───── Data shown

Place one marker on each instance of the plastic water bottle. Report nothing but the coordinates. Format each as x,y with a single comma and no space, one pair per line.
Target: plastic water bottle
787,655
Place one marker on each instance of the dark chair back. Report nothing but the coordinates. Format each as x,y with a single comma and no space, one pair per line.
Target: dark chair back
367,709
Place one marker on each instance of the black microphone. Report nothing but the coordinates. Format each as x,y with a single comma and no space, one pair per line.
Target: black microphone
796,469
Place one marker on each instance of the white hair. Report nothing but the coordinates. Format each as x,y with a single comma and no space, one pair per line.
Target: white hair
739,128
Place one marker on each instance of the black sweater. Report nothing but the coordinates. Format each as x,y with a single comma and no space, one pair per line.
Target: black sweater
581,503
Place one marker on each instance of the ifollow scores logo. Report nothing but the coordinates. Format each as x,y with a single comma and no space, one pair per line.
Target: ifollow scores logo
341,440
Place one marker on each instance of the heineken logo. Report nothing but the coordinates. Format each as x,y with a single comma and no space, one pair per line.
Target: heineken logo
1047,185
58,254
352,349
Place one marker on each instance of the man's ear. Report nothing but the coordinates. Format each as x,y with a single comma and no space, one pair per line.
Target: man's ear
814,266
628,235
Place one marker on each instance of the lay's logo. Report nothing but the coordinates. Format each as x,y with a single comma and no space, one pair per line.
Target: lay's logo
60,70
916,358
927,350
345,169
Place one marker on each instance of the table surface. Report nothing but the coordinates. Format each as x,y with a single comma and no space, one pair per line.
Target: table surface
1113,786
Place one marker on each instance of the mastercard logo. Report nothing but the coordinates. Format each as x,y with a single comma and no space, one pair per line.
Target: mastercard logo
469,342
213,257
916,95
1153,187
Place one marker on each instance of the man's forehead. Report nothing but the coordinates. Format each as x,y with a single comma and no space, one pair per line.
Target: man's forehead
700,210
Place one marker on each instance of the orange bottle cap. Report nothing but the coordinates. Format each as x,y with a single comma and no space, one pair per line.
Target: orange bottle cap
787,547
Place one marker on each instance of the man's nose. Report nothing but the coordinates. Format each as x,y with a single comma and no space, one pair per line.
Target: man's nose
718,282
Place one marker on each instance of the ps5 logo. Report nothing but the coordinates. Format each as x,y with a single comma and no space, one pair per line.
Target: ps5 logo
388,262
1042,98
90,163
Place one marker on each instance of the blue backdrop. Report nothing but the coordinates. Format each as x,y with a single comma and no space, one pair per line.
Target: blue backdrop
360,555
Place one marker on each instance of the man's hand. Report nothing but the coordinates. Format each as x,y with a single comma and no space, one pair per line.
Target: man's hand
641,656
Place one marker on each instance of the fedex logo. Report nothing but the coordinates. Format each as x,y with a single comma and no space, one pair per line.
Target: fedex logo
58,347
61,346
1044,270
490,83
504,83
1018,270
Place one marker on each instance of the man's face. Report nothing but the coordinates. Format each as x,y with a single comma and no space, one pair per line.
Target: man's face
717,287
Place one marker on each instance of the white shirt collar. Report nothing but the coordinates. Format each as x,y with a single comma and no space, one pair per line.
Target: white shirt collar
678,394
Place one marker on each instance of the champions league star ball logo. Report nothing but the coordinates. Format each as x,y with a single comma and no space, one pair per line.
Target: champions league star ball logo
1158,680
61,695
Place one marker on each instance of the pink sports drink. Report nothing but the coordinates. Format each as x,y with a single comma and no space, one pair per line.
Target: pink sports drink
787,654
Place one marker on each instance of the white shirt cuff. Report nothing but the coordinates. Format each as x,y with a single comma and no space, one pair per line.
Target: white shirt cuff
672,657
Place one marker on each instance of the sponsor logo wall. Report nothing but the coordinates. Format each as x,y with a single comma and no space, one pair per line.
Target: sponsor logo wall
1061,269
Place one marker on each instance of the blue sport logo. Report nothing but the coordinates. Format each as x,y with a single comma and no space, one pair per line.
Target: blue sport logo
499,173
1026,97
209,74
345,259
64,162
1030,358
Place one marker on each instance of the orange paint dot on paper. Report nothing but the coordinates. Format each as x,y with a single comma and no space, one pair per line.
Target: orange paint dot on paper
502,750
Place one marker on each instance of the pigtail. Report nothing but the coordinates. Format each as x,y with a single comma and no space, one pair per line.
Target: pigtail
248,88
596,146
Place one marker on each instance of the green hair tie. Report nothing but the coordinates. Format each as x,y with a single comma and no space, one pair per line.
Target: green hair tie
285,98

──────────

### Task statement
Repeat the records above exactly, from the first line to the last.

### The output
Place one marker on each instance of the plastic water bottle. Report nothing but the coordinates. Format each as x,y with a single comma and no space, one pair per line.
Target: plastic water bottle
787,655
Place one marker on each instance of the dark chair back. Report nothing but the coordinates. Format each as x,y with a single comma and no space, one pair per line.
Target: dark chair back
367,709
Place one marker on each instance of the black microphone. Report nothing but the coordinates. Format each as x,y with a single comma and no space, one pair per line.
Target: black microphone
796,469
Place one marker on each instance of the white hair. Report nothing but the coordinates. Format each as x,y with a single comma and no space, one pair per line.
Target: white hair
739,128
Place one marker on each instance of the black sweater. Report nothing but the coordinates. Format each as x,y with a single comma and no space, one pair per line.
Target: black sweater
581,503
Place one marker on each instance of the ifollow scores logo. Report nothing but the coordinates. Format each as x,y with a single comma and no space, one pair per line.
Target: ifollow scores logo
341,440
Place one marker on each instance of the heineken logo. Report nothing but the coordinates. Format each as x,y with a single comma and no space, one pair per line.
Target: heineken logo
1047,185
58,254
352,349
Place one marker on each instance of the man's ear. Report nothing but the coordinates. Format each as x,y with a single comma and no space, one pair per line.
Target: man's ear
814,266
628,235
Place one marker on each instance of the lay's logo. Report nothing but the coordinates. Format each as x,y with a single comma and no space, one pair per line.
Target: lay's logo
60,70
916,358
927,350
345,169
Place one marker on each instance of the table surface. Report nothing but the coordinates. Format each as x,y with a single comma and no space, one pair per line.
Target: table surface
1113,786
Place one marker on each instance of the mastercard logo. Report nothing but the coordinates. Format each as x,y with a single comma and no space, one pair per line.
Target: mastercard logo
469,342
213,257
916,95
1153,187
Place one marker on each instance of the man's forehead. Report nothing but the coordinates. Format each as x,y with a single comma and no space, one pair per line.
Target: man's forehead
700,210
Place one marker on each instance of the orange bottle cap. Report nothing but the coordinates. Format each as x,y with a single comma and no space, one pair per line.
Target: orange bottle cap
787,547
Place one marker on each instance of the man's nose. Report nothing but the coordinates. Format each as x,y with a single comma and no space, one pair per line.
Target: man's nose
718,282
Place one marker on each instance of the ps5 logo. Report nothing but the coordinates. Format each as x,y with a single comma and no space, one pair per line.
Target: ps5 logo
388,262
1042,98
90,163
Place one marker on each instance of the blue backdrop. Report nothing but the coordinates. Format each as x,y with a single comma and no space, one pair per line.
Target: blue backdrop
360,555
Place one marker on each instance of the man's hand. Report nothing but the coordinates. Format each as x,y with a single comma and no space, one pair per line.
Target: man's hand
641,656
Place one marker on each instance of the fedex logo. Report nothing but the coordinates. Format each as x,y with a single comma and no space, one pair per line.
Target: fedex logo
58,347
61,346
1044,270
490,83
504,83
1018,270
Place one marker on each instance of the man's face. Report nothing but the coordinates. Format each as x,y with a single comma and no space, one pair per line.
Target: man's face
717,287
Place one marker on each instance of the white shirt collar. Report nothing but the coordinates. Format each as x,y with a single comma and no space, one pair per line.
Target: white shirt collar
678,394
Place one marker on each instance of the champions league star ball logo. Report nothing but the coordinates. Format each as x,y with a single comma and no space, one pair per line.
Target: champions league star ball logo
1158,680
61,695
Place one marker on each instance of the pink sports drink. Report nothing but the coordinates. Format each as x,y with a single comma and no space, one pair per line.
Target: pink sports drink
787,654
Place one marker on each instance of the white shirt cuff. Report nothing but the coordinates. Format each as x,y with a single comma and no space, one pair per line.
Target: white shirt cuff
672,657
Place one marker on each instance of the sponsor logo wall. Report nothing but the coordinates. Format each as x,y with a single comma and no space, one pair per line.
Target: sponsor logo wall
1061,269
Place one marker on each instance of the blue sport logo. Report nothing but the coordinates. Format each as x,y with a single comma and no space, one pair per line.
Target: blue sport logo
499,173
1026,97
209,74
345,259
64,162
1030,358
Place one marker on each instance of the orange paint dot on paper. Report nothing but the coordinates. Format each as x,y with a single comma and no space, one pair per line.
Target: orange paint dot on paper
502,750
Place one marker on each instance of the pigtail. Report nothing but the coordinates. Format each as x,y with a single comma and no space, one pair per line.
Target: pigtail
248,88
596,146
Place one marker on each instance of the green hair tie. Report nothing but the coordinates. Format each as x,y with a single comma and no space, one pair per line.
Target: green hair tie
285,98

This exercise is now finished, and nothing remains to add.